__REQUIREMENTS__:
Rewrite the records below with each "hawk" renamed to "falcon", changing nothing else.

__EXERCISE MATERIAL__:
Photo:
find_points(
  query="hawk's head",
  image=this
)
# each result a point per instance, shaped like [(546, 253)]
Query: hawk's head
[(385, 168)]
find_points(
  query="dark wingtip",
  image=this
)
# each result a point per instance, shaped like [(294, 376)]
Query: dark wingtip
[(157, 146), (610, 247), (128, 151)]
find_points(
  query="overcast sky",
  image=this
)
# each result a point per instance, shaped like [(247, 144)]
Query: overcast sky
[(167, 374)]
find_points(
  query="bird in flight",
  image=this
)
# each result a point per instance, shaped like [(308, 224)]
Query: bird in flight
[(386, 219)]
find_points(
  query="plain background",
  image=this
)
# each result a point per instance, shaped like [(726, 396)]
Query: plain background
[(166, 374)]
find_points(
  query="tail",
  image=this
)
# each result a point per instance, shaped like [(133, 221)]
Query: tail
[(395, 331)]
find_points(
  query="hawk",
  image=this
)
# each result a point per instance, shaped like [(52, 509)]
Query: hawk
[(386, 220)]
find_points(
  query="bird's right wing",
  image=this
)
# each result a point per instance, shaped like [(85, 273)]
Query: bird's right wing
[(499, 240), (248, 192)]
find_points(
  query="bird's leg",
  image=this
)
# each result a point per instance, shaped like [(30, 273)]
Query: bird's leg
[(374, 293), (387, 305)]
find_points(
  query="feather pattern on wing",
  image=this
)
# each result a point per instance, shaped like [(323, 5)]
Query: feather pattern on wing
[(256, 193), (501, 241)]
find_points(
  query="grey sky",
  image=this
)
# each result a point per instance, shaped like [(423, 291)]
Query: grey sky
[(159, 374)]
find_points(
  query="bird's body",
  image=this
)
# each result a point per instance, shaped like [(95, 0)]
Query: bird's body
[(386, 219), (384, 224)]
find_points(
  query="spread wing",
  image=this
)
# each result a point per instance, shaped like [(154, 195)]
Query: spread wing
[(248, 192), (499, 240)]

__ANSWER TO THIS TASK__:
Photo:
find_points(
  query="falcon's head",
  image=this
)
# each result a point per instance, shaped like [(546, 253)]
Query: falcon's head
[(385, 168)]
find_points(
  query="dark wingtip",
  image=this
)
# each result a point per instance, shaped like [(294, 376)]
Query: dark wingtip
[(157, 146), (610, 247), (128, 151)]
find_points(
  query="overcast sky",
  image=this
)
# each result a point per instance, shaped like [(247, 144)]
Query: overcast sky
[(167, 374)]
find_points(
  query="bird in flight",
  image=this
)
# each result a point per instance, shaped like [(308, 224)]
Query: bird in flight
[(386, 219)]
find_points(
  query="plain background",
  image=this
)
# each result a point per instance, shaped like [(726, 396)]
Query: plain background
[(166, 374)]
find_points(
  query="tail",
  image=this
)
# each result a point per instance, shaped like [(133, 221)]
Query: tail
[(395, 331)]
find_points(
  query="falcon",
  image=this
)
# each result a point per instance, shaped like [(52, 509)]
Query: falcon
[(386, 220)]
find_points(
  query="bird's right wing",
  image=this
)
# each result a point per instance, shaped like [(85, 273)]
Query: bird's right wing
[(499, 240), (248, 192)]
find_points(
  query="bird's leg",
  image=this
)
# each result a point per instance, shaped like [(30, 273)]
Query: bird's leg
[(374, 293), (387, 305)]
find_points(
  query="feather pattern on wing",
  image=this
)
# each result a point per instance, shaped like [(323, 5)]
Query: feather pattern on wing
[(256, 193), (501, 241)]
find_points(
  query="grey sky",
  image=this
)
# each result a point per instance, shaped like [(423, 291)]
Query: grey sky
[(159, 374)]
find_points(
  query="bird's body",
  image=this
)
# each result a point per instance, shaped like [(95, 0)]
Query: bird's body
[(386, 219), (384, 224)]
find_points(
  query="spread wing",
  image=this
)
# each result a point per instance, shaped like [(154, 195)]
Query: spread wing
[(248, 192), (499, 240)]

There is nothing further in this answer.